START Supplied material
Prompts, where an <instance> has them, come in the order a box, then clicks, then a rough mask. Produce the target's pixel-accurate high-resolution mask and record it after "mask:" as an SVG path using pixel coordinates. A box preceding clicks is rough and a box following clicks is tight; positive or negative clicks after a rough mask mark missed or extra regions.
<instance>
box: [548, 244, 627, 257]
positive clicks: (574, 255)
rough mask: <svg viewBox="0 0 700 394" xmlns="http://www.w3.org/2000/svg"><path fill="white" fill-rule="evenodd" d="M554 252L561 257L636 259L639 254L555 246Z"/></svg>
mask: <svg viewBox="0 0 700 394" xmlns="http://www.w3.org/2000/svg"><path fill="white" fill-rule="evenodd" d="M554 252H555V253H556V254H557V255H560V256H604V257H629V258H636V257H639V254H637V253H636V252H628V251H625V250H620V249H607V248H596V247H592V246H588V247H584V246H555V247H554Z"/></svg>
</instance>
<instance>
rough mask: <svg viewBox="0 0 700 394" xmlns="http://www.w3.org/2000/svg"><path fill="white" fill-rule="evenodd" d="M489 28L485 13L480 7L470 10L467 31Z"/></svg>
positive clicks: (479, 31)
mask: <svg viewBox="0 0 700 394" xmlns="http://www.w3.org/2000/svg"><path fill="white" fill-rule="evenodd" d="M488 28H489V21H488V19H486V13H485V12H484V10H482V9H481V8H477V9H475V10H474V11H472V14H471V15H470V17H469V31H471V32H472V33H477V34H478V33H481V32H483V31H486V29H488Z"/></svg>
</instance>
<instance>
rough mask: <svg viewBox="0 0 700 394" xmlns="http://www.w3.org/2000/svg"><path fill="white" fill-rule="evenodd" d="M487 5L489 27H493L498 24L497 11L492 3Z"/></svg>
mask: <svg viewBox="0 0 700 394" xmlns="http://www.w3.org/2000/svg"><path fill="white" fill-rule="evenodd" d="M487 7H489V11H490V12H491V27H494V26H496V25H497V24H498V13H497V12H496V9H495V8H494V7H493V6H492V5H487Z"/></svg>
END Supplied material
START Supplied material
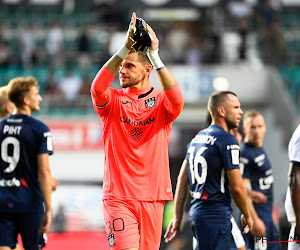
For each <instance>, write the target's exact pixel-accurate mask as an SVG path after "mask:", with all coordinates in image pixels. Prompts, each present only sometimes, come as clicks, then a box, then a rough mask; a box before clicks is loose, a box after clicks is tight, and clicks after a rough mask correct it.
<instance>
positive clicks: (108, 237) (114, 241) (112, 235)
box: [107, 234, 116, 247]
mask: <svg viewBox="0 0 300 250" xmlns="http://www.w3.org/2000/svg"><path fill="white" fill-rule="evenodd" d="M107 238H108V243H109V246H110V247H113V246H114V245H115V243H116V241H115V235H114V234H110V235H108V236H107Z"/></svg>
END Supplied material
How many lines in the records above contain the string "path"? Reply with the number only.

9